▶ _Extract_:
As described on the City’s home page, the centre will encourage experimenting with wood-fibre residues and other by-products of forest product manufacturing.

Some of these products include prefabricated construction materials, wood composites, biochemical, nanotechnologies, and biodegradable single use products. Simpson noted that these products could soon be in high demand. The province requires that engineered wood be used wherever possible for public infrastructure projects, including the new Royal BC Museum in Victoria and the new St. Paul’s Hospital in Vancouver. And there is currently a global shift away from single use plastic items like straws and bags, as well as “fast fashion” made from non-polluting fabric production.

Clothing and fabrics made from wood products are becoming more common. My daughter recently returned from Vancouver with a shirt made from certified renewable wood sources and Amazon has a wide variety of household fabrics also made from wood. The latest edition of the Logging and Sawmilling Journal (LSJ) February 2020 describes a number of innovations that could be added to the ones described above. Alberta Innovates has been working with Cellulose Nanocrystals CNC to make nanogel which resists removal by saliva thereby enabling better treatment with drugs for oral cancer.

▶ _Records_:
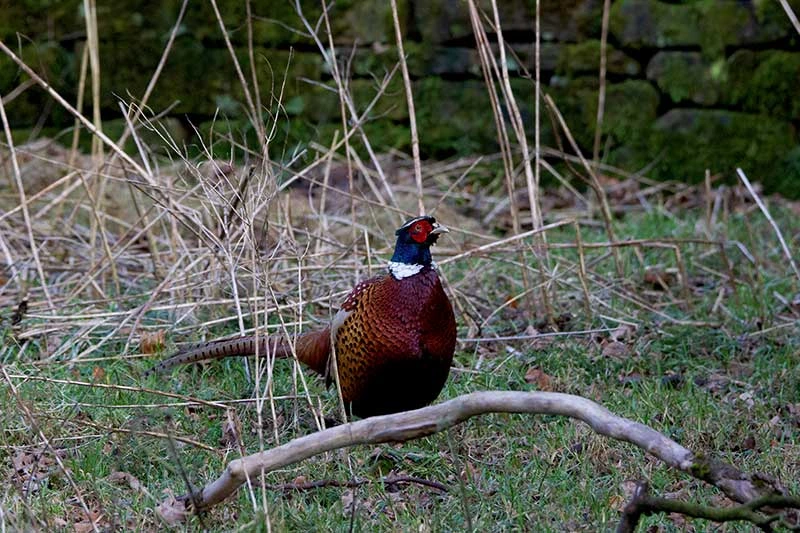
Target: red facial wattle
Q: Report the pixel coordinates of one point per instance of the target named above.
(421, 230)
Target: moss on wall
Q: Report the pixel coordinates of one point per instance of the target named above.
(691, 84)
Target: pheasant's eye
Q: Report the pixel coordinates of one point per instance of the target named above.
(420, 231)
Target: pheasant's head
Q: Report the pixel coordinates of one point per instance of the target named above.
(412, 252)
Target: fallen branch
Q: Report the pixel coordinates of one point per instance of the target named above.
(737, 485)
(760, 512)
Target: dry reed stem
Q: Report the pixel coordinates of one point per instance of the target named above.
(86, 122)
(24, 204)
(412, 115)
(763, 207)
(592, 181)
(601, 93)
(790, 13)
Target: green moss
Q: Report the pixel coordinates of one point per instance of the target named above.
(454, 117)
(584, 58)
(708, 24)
(686, 142)
(766, 82)
(687, 76)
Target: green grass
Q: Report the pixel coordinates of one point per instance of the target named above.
(736, 398)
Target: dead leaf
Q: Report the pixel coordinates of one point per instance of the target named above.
(616, 350)
(660, 279)
(172, 511)
(128, 479)
(538, 377)
(152, 341)
(98, 373)
(623, 332)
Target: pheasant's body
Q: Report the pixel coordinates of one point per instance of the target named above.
(394, 338)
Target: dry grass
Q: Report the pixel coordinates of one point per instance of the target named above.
(110, 257)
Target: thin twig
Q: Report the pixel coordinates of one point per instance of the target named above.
(768, 216)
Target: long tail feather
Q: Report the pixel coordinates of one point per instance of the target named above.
(312, 349)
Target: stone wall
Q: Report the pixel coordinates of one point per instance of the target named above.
(691, 84)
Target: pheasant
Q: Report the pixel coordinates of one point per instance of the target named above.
(394, 335)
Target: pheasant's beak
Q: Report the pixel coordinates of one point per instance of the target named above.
(438, 229)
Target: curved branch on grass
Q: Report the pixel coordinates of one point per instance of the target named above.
(762, 512)
(400, 427)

▶ _List of tasks_:
1. Rewrite the paragraph of the wood-products passage that begins "Clothing and fabrics made from wood products" as a bulleted list that keeps its main facts.
2. Give a continuation of the wood-products passage, starting after its last sentence.
The data has no role in this exercise.

▶ _Answer set_:
1.
- Clothing and fabrics made from wood products are becoming more common.
- The writer's daughter came back from Vancouver with a shirt made from certified renewable wood sources.
- Amazon sells a wide variety of household fabrics made from wood.
- The February 2020 Logging and Sawmilling Journal (LSJ) describes more innovations that could be added to those already mentioned.
- Alberta Innovates has been using Cellulose Nanocrystals (CNC) to make a nanogel that resists removal by saliva, allowing better drug treatment for oral cancer.

2.
The Forestry Initiatives Program (FIP) was created in Quesnel to address the multiple challenges facing the community in the forests adjacent to the city. This includes protecting the municipality, and the smaller communities surrounding Quesnel, from wildfire by encouraging home and business owners to Fire Smart their properties as part of the Community Wildfire Protection Plan (CWPP).

The FIP is working with the Province on a landscape level analysis and restoration project along with exploring ways to innovate the forest products manufacturing sector. A number of options are anticipated including the use of prescribed fires, forest management methods like pre-commercial and commercial thinning and utilizing more fibre including the volumes left after the conventional harvesting of insect and fire damaged timber.

These kinds of activities often create logging debris which has often been burned on site that could go into making a number of high-value products such as nanocrystalline cellulose, biochemical replacements for petrochemical use, or paper alternatives for single use throw-away items, as described above.

One item which was not mentioned is the production of biochar from logging debris. Also described in the LSJ there is a new biochar maker being marketed by Tigercat. As described in their brochure the 6050 Carbonator is an advanced, cost-effective and environmentally friendly wood debris conversion system. The 6050 accepts logs, limbs, brush, stumps, yard waste, pallets, clean lumber and other clean wood-based material. It has a high throughput rate with no material pre-processing required along with a large blower to regulate air for re-combustion.

READ MORE: Community forests have many advantages for rural communities

I would like to thank Erin Robinson for her comments as well as the following paragraph.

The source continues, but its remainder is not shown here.